### Your goal
Return every line of the entries below word for word, omitting the pictures.

### Pointing entries
— start —

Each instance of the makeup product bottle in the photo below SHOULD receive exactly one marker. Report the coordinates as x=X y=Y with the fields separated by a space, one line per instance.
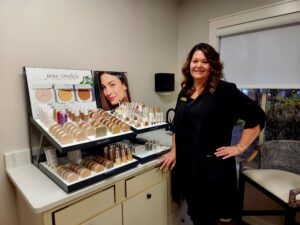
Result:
x=118 y=158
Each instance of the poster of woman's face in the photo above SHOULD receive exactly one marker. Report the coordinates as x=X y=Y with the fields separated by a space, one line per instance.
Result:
x=113 y=88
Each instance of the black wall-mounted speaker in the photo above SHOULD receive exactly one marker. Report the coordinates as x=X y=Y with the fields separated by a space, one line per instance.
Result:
x=164 y=82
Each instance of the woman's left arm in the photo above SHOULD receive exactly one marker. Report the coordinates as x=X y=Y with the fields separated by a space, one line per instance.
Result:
x=248 y=136
x=254 y=117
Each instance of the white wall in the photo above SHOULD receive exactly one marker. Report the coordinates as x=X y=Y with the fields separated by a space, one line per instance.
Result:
x=141 y=37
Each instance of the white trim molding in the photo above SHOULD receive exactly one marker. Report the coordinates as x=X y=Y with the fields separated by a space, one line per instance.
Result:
x=277 y=14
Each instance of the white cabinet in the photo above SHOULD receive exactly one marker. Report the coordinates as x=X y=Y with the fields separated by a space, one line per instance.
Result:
x=139 y=199
x=84 y=209
x=148 y=207
x=110 y=217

— end —

### Full response
Each instance of the makeup product bottle in the photo below SHOULD receive exactly one marker. Report the coordinates as x=X y=Y with the fields separated by a space, one line per instance.
Result:
x=118 y=158
Each instance of the poster of woman's face in the photo above SHOULD receive exactly one marker. Report the coordinates as x=X y=Y with the fields separated by a space, one line per instance.
Result:
x=113 y=88
Each instance of the black wall-mounted speaker in the photo above SHOULD receive exactly one marker. Report the coordinates as x=X y=Y with the fields separated by a space, one line per instance.
Result:
x=164 y=82
Each instance of the woman's left arm in the photo above SHOULD receive exactly one marker. Report the coordinates as x=X y=Y with the fields separated by a space, one line per instance.
Result:
x=248 y=136
x=254 y=117
Each instance of the white wall in the photo above SHOULD receive exactly one marker. Report the coordinates as x=X y=Y with the fields separated by a space, one line per instance.
Result:
x=141 y=37
Each instance of the white trim molding in the photo above SHOULD receive exactly one marker. Report the coordinates as x=X y=Y with the fields separated by a space, one line per instance.
Result:
x=277 y=14
Each instance of the white cabinet in the photo above SHOULD receive exactly one marker. Report the coordinates as x=X y=Y with the fields separated by a space, one line per instance.
Result:
x=139 y=199
x=84 y=209
x=148 y=207
x=110 y=217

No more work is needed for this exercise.